● **What you have to do**
Please rewrite each of the entries below with "photograph" changed to "image" and everything else kept the same, leaving the pictures out of your answer.

:: Records shown ::

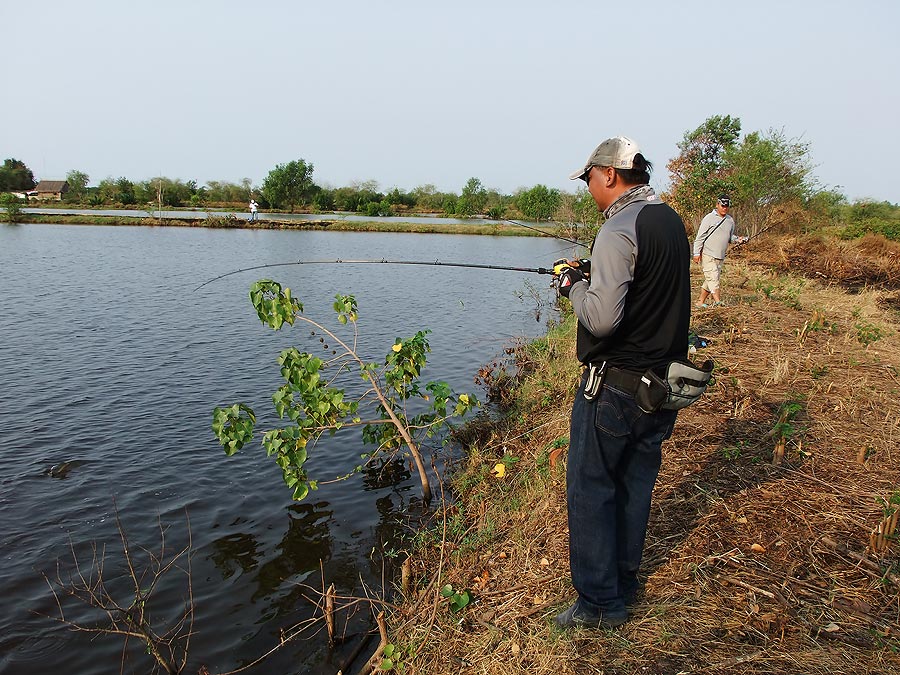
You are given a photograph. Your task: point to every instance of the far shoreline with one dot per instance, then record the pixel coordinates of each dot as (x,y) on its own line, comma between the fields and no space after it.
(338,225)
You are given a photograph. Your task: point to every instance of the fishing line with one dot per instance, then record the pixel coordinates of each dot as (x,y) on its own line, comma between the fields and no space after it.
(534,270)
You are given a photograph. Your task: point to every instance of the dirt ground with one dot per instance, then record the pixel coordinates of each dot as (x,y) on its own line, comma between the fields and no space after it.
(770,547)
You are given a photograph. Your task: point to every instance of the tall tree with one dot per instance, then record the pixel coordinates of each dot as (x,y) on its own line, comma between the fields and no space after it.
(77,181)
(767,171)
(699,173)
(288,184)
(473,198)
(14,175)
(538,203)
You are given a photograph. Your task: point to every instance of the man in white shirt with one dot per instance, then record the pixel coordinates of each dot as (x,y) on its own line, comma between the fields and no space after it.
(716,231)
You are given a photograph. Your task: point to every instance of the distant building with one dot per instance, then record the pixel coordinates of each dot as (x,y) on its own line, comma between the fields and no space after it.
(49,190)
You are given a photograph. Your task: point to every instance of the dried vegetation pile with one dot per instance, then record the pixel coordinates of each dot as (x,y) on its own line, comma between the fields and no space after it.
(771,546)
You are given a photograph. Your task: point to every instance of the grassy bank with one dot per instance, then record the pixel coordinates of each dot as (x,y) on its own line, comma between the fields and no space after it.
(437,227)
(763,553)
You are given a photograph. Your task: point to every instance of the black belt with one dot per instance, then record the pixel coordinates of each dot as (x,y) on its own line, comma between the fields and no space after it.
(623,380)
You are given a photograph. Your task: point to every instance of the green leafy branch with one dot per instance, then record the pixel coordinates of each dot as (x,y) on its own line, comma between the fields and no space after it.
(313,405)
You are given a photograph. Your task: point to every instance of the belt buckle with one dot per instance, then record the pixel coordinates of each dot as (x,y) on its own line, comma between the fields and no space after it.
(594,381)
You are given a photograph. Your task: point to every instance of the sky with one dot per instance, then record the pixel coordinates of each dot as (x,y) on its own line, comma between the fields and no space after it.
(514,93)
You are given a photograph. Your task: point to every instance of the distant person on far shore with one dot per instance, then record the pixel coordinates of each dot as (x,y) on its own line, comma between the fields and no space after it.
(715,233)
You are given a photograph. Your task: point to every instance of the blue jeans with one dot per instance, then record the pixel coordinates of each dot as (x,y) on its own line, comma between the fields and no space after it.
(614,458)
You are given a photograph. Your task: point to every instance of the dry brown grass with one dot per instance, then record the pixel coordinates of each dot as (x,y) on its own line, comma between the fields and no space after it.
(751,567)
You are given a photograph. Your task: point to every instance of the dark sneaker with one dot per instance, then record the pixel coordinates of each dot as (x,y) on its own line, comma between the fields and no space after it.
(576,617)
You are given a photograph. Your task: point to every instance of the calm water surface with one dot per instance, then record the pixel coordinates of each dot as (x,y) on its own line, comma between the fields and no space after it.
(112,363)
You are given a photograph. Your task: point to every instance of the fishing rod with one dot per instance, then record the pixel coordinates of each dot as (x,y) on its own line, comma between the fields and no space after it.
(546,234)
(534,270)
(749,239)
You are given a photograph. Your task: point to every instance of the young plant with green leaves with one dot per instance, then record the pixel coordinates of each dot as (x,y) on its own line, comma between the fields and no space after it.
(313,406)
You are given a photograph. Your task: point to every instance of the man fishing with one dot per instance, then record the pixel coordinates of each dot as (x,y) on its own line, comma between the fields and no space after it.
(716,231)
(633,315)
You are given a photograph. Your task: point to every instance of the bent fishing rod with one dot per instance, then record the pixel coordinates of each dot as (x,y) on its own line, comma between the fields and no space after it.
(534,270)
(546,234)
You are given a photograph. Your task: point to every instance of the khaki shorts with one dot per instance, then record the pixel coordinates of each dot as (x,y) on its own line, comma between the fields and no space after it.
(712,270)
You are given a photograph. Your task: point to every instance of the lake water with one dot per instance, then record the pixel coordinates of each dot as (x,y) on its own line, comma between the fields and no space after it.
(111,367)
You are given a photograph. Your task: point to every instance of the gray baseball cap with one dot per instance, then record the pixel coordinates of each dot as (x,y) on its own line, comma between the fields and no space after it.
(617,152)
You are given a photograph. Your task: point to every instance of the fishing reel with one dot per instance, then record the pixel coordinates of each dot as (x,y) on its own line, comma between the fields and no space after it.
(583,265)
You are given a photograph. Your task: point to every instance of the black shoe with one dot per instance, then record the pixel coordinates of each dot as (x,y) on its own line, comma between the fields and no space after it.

:::

● **Final answer**
You are given a image. Your task: point to every instance of the far shoreline with one dot per instance, then record the pixel coordinates of each dot as (x,y) on its own line, comma between the fields and no space after it.
(338,225)
You are given a image. Your task: point to every instance of the fishing line with one dot per instance, then record the pixel coordinates of each dot as (x,y) on its own line, comma between the fields and no space after it.
(534,270)
You are given a image. Your task: point to every instance of the dirt ground with one dot per instance, then record the pixel coordinates of each dot as (x,y) on its own line, comma between the fields and no space after it.
(770,547)
You are given a image. Your task: point to every instance of the tall tree with one dot per instance, then record the pixel coordinates of each dot as (x,y) on its own line, comma between the fields and no space after it.
(77,181)
(767,171)
(699,173)
(288,184)
(473,198)
(14,175)
(538,203)
You are given a image. Your task: point to every instance of the man in white shirt with one dot per instance, then record the pixel coordinates of each dot as (x,y) on its own line, comma between the fields and no space after it.
(716,231)
You are given a image. Your task: point to every instance of the distant building with one dot per instance, then record the pixel coordinates of each dot as (x,y) on its own line, comma between the fields and no space after it.
(49,190)
You are given a image. Your task: point to every instance of the dried vegetation pile with one dot per instance, then record the pixel coordinates of each dot as (x,y) on its own line, comma between the fields and no space after it.
(771,546)
You are given a image. Your task: point to every instance of the grassy bank with one dot per instance, then record the pixel coordinates of each dot as (x,y) on its own line, comma between the fields and no space after it.
(437,227)
(763,553)
You are given a image. Your task: point to every instance of the black belt with one dot per instance, then record the pixel coordinates of each dot as (x,y) on its own line, comma between the fields and no space after it.
(623,380)
You are given a image. Your task: point to every instance of the green leafy branch with one dot per instance, then record the pixel coordinates of each dot as (x,y) on its own line, comma between the fields and no space after it.
(313,405)
You are given a image. Your task: point to every instance of the belt buckle with one dot per instance, then record the pixel coordinates of each dot as (x,y) on its own line, comma between the fields and no space after it.
(594,381)
You are given a image. Your task: point to every instance of the sky with one dot per instance, then record the pixel coordinates of each dot as (x,y) on its own line, comma between the fields and no space after it.
(514,93)
You are given a image. Your task: point to every instance of the distant person on far shore with one dot per instance, then record the pixel coordinates of each dot as (x,y) on its own line, comma between the fields and no space after it.
(715,233)
You are given a image. Your task: point to every instance of the blue jeans with one dot per instance, then record the pixel coordinates of each dot as (x,y) on its own line, comma between the fields and no space after it.
(614,458)
You are given a image. Your task: point to every instance of the dry brown grass with one dot per instance, then record the pixel coordinates of each dot as (x,y) on its own line, comma between the fields and no space after it.
(751,567)
You are given a image. Your task: point to every instance of the dark sneaker with one dot per instance, then record the pixel coordinates of each dot as (x,y) on its own line, comma between the fields and no space after it.
(576,617)
You are given a image. Your task: point to every instance of the calm water surface with one dot per instance, then record the pixel coordinates of each dot as (x,y) on its own line, comma between the fields and no space after it.
(112,363)
You are given a image. Your task: point to every instance of the fishing rod with one dot per instance, then record the pixel coordinates of each dot as (x,y) on its own line, comma between the fields and no space after it.
(546,234)
(534,270)
(749,239)
You are given a image. Your task: point to every instance of the young plant with green leaves with one dot per instance, then record the pixel coordinates of each dot as (x,y) on its own line, comma between the fields and no space after it.
(313,406)
You are given a image. Your task: point to every instance of the man fishing with one dot per instance, then record the pixel coordinates of each dot as (x,y) on its own line, comma between the fields and no space after it.
(716,231)
(633,315)
You are given a image. Your task: point to every instance of the bent fishing rod with one dot per instance, then record the pixel coordinates of each dot as (x,y) on its own line, comma between the fields and no space after it.
(534,270)
(546,234)
You are given a image. Your task: point to every instance of the khaki shorts with one dot per instance, then record the pixel coordinates of each dot as (x,y) on its own line, comma between the fields and no space after it.
(712,270)
You are given a image. Your task: point to every instance of the lake water with one dot per instance, then record the pixel coordinates of each dot as (x,y) on its own line, comma between the fields and no space after it.
(111,367)
You are given a image. Your task: point to every instance of the gray baseball cap with one dot per instance, then record the pixel coordinates of each dot as (x,y) on its own line, comma between the fields and no space after it.
(617,152)
You are given a image. Your task: point to every instance of the fishing reel with one dot per instance, then record the pixel coordinates of each dot as (x,y) on its own line, comma between the fields and no space after it.
(583,265)
You are given a image. Your task: point to every instance of the black shoe with one dot per instance, then record the pixel coordinates of each dot as (x,y) on its own line, comma between the fields and no space after it.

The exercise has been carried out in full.